## WHAT NEEDS TO BE DONE:
Return only those lines of the records below in which "grass" appears.

┌─ DATA RECORDS

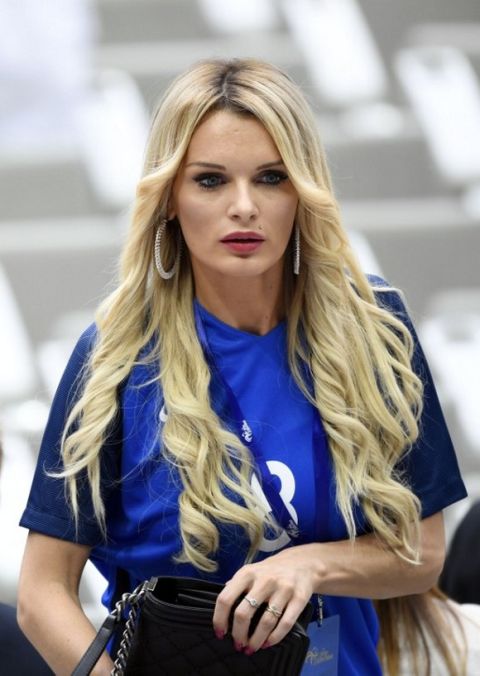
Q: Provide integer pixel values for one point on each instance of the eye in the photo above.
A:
(272, 177)
(209, 181)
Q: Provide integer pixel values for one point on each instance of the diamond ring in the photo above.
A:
(252, 602)
(274, 610)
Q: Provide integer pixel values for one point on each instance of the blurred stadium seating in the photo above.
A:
(61, 222)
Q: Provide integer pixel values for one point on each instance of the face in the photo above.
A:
(233, 199)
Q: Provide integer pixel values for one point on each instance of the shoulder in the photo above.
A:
(387, 296)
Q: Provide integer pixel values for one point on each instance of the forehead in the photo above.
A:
(226, 133)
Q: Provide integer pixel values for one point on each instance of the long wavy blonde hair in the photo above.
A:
(414, 628)
(357, 353)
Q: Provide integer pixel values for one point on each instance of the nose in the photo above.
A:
(243, 205)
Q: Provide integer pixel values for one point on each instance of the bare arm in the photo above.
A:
(363, 568)
(49, 610)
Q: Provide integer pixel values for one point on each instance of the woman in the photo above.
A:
(429, 635)
(248, 391)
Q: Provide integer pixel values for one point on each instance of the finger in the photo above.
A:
(227, 598)
(242, 617)
(285, 623)
(267, 623)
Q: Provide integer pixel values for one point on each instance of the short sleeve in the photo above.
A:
(47, 510)
(431, 466)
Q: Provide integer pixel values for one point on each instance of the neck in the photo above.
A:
(253, 305)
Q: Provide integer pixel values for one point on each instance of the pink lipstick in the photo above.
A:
(243, 242)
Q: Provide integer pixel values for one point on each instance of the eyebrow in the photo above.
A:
(212, 165)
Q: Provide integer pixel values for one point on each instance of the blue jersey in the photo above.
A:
(142, 516)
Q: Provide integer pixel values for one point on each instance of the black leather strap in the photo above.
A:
(97, 646)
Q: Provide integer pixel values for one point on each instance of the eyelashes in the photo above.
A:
(211, 180)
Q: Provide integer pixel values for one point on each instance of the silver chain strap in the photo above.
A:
(134, 600)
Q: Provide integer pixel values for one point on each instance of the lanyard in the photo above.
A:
(269, 486)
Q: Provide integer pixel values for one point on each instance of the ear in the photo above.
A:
(171, 210)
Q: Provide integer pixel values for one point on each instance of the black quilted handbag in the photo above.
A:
(169, 632)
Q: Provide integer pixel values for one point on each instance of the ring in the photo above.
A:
(252, 602)
(274, 610)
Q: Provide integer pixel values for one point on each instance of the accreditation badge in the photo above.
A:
(322, 655)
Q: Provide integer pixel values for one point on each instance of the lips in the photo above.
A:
(242, 243)
(243, 237)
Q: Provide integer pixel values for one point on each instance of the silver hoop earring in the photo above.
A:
(165, 274)
(296, 250)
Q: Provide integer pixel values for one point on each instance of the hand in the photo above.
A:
(284, 581)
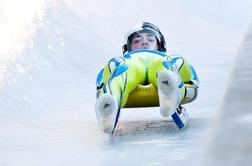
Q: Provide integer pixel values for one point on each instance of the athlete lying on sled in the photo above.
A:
(145, 76)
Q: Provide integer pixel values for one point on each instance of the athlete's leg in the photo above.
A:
(117, 80)
(163, 74)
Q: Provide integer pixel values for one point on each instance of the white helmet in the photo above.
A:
(140, 28)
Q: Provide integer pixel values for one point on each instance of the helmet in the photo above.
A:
(148, 28)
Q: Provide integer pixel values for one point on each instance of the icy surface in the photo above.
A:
(48, 65)
(231, 136)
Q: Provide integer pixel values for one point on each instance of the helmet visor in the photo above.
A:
(143, 39)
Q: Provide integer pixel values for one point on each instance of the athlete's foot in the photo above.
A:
(106, 109)
(168, 93)
(180, 117)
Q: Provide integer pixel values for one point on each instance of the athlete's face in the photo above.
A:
(144, 41)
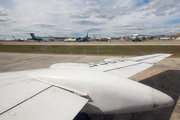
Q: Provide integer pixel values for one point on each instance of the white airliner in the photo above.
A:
(64, 89)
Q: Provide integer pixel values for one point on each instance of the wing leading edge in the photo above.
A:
(128, 67)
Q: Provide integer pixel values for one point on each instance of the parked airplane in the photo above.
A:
(41, 38)
(19, 39)
(99, 88)
(7, 39)
(136, 37)
(78, 39)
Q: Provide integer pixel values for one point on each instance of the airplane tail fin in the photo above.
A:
(32, 35)
(13, 37)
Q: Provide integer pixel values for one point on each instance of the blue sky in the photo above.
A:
(109, 18)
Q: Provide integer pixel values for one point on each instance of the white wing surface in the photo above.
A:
(23, 98)
(127, 67)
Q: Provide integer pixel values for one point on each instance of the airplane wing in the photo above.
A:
(127, 67)
(24, 98)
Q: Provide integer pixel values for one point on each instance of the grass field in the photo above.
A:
(93, 50)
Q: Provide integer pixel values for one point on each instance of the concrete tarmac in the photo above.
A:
(113, 42)
(164, 76)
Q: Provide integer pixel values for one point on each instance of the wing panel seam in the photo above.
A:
(25, 100)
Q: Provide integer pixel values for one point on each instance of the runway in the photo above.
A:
(113, 42)
(164, 76)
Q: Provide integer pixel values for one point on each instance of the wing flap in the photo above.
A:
(16, 91)
(52, 104)
(129, 66)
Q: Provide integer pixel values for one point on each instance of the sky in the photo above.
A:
(75, 18)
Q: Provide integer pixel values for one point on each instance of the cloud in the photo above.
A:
(164, 7)
(90, 30)
(79, 15)
(44, 25)
(91, 2)
(88, 22)
(147, 14)
(3, 12)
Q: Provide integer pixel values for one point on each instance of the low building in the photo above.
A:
(165, 38)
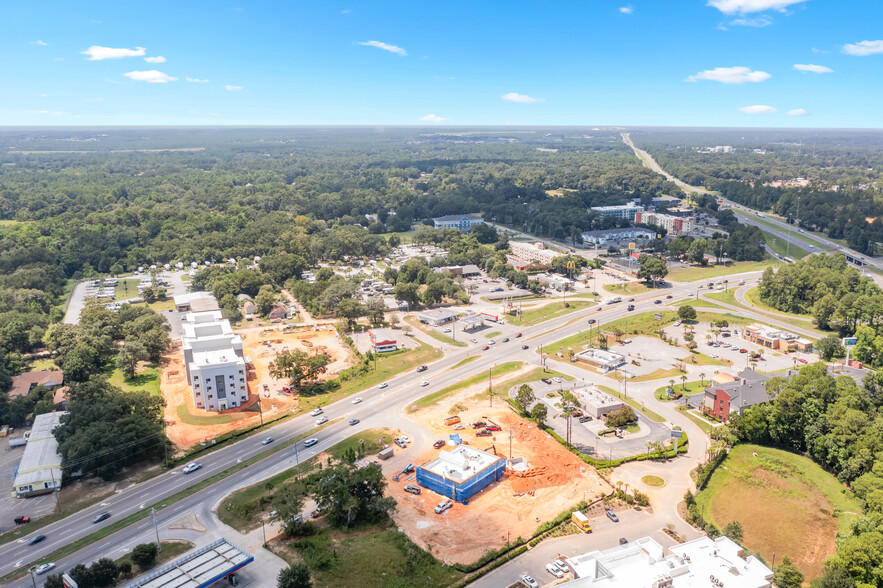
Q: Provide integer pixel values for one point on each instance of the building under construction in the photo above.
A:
(462, 472)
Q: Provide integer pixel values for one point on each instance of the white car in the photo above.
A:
(191, 467)
(528, 581)
(553, 569)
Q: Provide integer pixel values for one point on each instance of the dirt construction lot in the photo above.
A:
(517, 505)
(188, 425)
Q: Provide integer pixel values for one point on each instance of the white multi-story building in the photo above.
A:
(643, 564)
(213, 361)
(674, 225)
(532, 252)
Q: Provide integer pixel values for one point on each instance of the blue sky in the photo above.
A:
(589, 62)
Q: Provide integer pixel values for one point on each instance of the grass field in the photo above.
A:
(146, 379)
(786, 504)
(627, 288)
(549, 311)
(711, 272)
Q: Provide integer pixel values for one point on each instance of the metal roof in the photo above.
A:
(199, 569)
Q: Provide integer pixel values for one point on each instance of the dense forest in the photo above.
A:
(840, 425)
(840, 172)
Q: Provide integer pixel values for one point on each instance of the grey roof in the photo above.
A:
(457, 217)
(748, 389)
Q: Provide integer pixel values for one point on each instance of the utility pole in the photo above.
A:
(156, 529)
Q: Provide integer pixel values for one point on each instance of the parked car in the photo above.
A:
(191, 467)
(529, 582)
(553, 569)
(443, 506)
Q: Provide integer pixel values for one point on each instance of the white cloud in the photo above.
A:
(863, 48)
(523, 98)
(757, 22)
(812, 68)
(758, 109)
(730, 75)
(385, 47)
(150, 76)
(746, 6)
(97, 53)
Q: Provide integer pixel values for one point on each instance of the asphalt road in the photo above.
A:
(379, 408)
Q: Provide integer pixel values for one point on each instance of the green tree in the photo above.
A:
(687, 313)
(525, 397)
(539, 412)
(652, 268)
(295, 576)
(787, 575)
(144, 555)
(129, 356)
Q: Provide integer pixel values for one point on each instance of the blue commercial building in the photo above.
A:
(461, 473)
(462, 222)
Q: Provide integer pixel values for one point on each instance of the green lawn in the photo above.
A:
(549, 311)
(627, 288)
(711, 272)
(653, 416)
(244, 508)
(435, 397)
(127, 288)
(786, 504)
(389, 365)
(691, 388)
(146, 379)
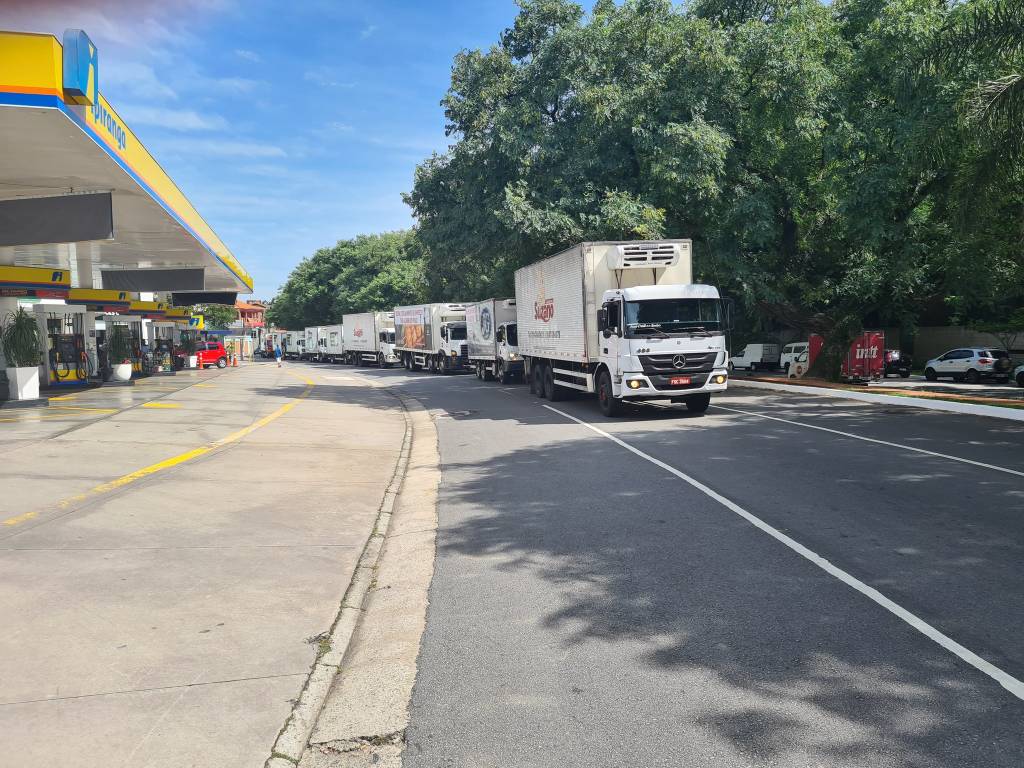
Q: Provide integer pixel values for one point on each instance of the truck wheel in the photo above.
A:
(610, 407)
(697, 403)
(503, 373)
(551, 390)
(538, 380)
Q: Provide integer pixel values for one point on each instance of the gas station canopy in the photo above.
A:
(79, 192)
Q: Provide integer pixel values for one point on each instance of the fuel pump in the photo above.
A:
(67, 359)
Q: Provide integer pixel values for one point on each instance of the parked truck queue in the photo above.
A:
(621, 320)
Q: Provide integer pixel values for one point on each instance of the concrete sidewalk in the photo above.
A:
(172, 620)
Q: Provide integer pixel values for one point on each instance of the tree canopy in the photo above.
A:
(836, 165)
(369, 272)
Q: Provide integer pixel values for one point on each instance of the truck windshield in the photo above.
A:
(673, 315)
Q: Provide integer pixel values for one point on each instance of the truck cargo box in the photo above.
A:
(557, 298)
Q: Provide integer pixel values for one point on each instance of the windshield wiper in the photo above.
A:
(649, 327)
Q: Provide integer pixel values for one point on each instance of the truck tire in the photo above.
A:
(552, 391)
(609, 404)
(697, 403)
(537, 379)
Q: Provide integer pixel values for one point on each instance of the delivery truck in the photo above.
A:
(492, 341)
(311, 348)
(293, 344)
(333, 343)
(370, 339)
(431, 337)
(622, 320)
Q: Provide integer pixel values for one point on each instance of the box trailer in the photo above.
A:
(492, 341)
(333, 343)
(431, 337)
(370, 339)
(624, 321)
(311, 349)
(293, 344)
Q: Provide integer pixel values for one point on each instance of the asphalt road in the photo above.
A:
(592, 607)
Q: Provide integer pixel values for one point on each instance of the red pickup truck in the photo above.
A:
(211, 353)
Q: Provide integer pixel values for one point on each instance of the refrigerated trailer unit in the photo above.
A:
(311, 348)
(431, 336)
(333, 343)
(370, 339)
(624, 321)
(492, 341)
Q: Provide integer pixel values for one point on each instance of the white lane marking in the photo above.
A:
(1008, 681)
(875, 440)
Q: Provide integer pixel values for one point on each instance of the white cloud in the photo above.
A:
(176, 120)
(137, 80)
(327, 78)
(221, 148)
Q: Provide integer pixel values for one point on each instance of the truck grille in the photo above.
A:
(667, 364)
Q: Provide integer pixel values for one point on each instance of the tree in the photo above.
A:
(368, 272)
(216, 316)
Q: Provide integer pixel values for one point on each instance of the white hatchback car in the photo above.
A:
(970, 365)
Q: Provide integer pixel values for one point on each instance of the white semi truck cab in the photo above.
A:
(663, 341)
(622, 320)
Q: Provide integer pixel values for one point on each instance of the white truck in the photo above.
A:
(311, 348)
(624, 321)
(756, 357)
(492, 340)
(431, 337)
(293, 344)
(370, 338)
(332, 343)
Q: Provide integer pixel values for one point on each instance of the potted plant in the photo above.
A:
(121, 352)
(19, 339)
(188, 347)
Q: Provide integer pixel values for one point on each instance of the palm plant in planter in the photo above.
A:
(188, 347)
(120, 352)
(19, 340)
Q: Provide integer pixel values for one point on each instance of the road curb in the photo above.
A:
(967, 409)
(294, 736)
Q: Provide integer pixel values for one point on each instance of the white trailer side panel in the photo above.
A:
(335, 340)
(360, 332)
(550, 307)
(482, 318)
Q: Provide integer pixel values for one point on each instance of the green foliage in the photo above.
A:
(216, 315)
(19, 339)
(821, 157)
(369, 272)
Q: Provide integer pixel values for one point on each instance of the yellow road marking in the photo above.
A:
(172, 462)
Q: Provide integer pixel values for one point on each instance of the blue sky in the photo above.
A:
(289, 125)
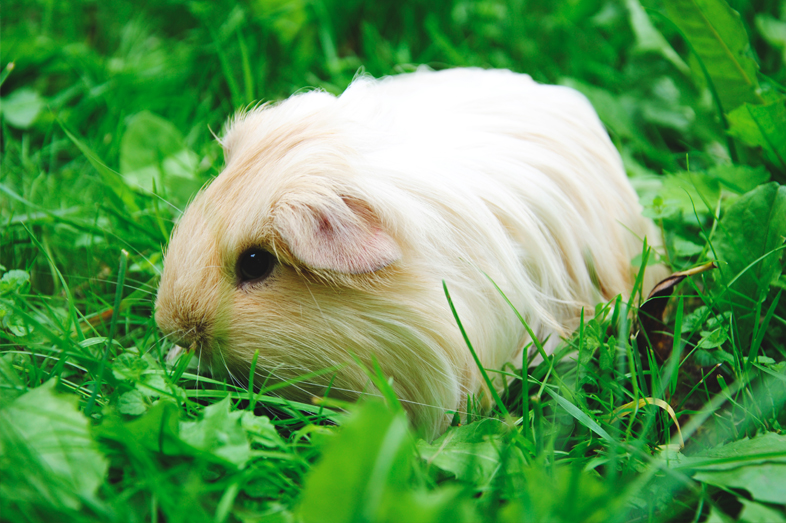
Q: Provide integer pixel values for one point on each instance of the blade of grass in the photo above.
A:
(486, 379)
(121, 278)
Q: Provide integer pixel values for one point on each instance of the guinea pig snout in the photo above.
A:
(185, 328)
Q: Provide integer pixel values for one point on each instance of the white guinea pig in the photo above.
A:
(327, 237)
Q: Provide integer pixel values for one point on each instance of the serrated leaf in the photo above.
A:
(21, 108)
(219, 433)
(752, 227)
(131, 403)
(13, 280)
(716, 33)
(762, 126)
(45, 430)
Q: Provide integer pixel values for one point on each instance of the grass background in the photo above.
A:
(106, 118)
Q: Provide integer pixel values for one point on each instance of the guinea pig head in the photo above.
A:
(284, 260)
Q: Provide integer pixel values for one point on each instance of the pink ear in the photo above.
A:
(337, 234)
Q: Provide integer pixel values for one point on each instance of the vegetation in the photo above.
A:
(106, 116)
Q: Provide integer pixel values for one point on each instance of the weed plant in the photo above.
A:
(106, 115)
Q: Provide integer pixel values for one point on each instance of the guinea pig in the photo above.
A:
(326, 239)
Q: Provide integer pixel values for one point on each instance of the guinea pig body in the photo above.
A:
(328, 235)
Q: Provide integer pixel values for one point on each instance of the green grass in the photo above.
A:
(107, 97)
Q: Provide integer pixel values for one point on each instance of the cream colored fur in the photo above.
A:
(370, 200)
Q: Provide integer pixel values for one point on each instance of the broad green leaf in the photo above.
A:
(716, 33)
(648, 38)
(754, 226)
(467, 452)
(21, 108)
(767, 448)
(690, 192)
(46, 434)
(156, 431)
(765, 482)
(13, 280)
(740, 178)
(762, 126)
(369, 460)
(220, 433)
(564, 493)
(753, 512)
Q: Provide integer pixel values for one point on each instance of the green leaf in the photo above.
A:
(45, 430)
(368, 460)
(752, 228)
(648, 38)
(12, 281)
(765, 482)
(762, 126)
(131, 403)
(691, 192)
(716, 33)
(740, 178)
(468, 452)
(21, 108)
(753, 512)
(219, 433)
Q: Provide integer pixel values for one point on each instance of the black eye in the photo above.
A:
(255, 264)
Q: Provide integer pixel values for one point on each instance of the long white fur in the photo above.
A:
(373, 198)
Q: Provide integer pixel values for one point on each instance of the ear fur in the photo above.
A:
(335, 233)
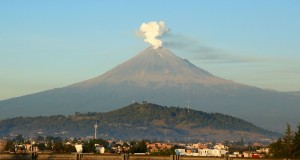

└─

## PROBLEM SOLUTION:
Q: Provide integer pixel values for one point on each instance of the grass field in the photo above.
Q: Provide integer pixel values for one point on each instance of the grass field in the photo above.
Q: Provide integer pixel values for one point on each instance of the blade of grass in the photo above.
Q: Provide integer pixel values for one point on each instance of the grass background in the photo above.
Q: Provide integer pixel values for one point on each instance of the green grass in the photo above.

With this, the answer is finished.